▶ [TASKS TO CARRY OUT]:
**1)** In the excerpt on the RPD's credibility findings, which decision does the RPD cite for the principle that a refugee claimant's sworn testimony is presumed to be true?
**2)** Reproduce verbatim the passage of the excerpt on the RPD's credibility findings starting at "A.  Relevant principles" and ending at "the Court lacks.".

▶ [TEXT SHOWN]:
Begin

VII.  The RPD’s credibility findings are not reasonable

[31]  While the initial decision-maker ‒ in this case the RPD’s ‒ credibility findings are entitled to deference, they are not immune from review. The jurisprudence provides a great deal of guidance regarding the basis upon which credibility findings can reasonably be made. Relying on one principle from the jurisprudence to make credibility findings without regard to other key principles may lead to error, as it has in this case.

[32]  The RPD stated, citing from Su, “a refugee claimant’s sworn testimony is presumed to be true unless there are reasons to doubt its veracity. In assessing a refugee claimant’s sworn testimony, the board is entitled to consider its plausibility, and to apply common sense and rationality. Where the evidence before the Board is inconsistent with the claimant’s sworn testimony, the presumption of truth is rebutted”.

[33]  While that is an accurate statement from Su, in this case the RPD did not make any implausibility findings, nor is Ms. Guven’s sworn testimony inconsistent with the evidence. Moreover, there are other relevant principles in the jurisprudence, which the RPD should have considered before jumping to its credibility findings.

A.  Relevant principles from the jurisprudence

[34]  The Court’s role in reviewing credibility findings is limited. As noted by Justice Mary Gleason (as she then was) in Rahal v Canada (Minister of Citizenship and Immigration), 2012 FC 319 at para 42, 213 ACWS (3d) 1003 [Rahal], among other reasons for the limited role, the decision maker has the advantage of hearing the witnesses testify, observes their demeanor, is aware of the nuances and contradictions in the evidence, and may have expertise in the subject matter that the Court lacks.

End

▶ [DATA]:

Begin

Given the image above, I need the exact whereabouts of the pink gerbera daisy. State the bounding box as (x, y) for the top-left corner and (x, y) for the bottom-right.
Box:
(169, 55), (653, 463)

End

▶ [EXERCISE RESULTS]:
**1)** Su

**2)**
A.  Relevant principles from the jurisprudence

[34]  The Court’s role in reviewing credibility findings is limited. As noted by Justice Mary Gleason (as she then was) in Rahal v Canada (Minister of Citizenship and Immigration), 2012 FC 319 at para 42, 213 ACWS (3d) 1003 [Rahal], among other reasons for the limited role, the decision maker has the advantage of hearing the witnesses testify, observes their demeanor, is aware of the nuances and contradictions in the evidence, and may have expertise in the subject matter that the Court lacks.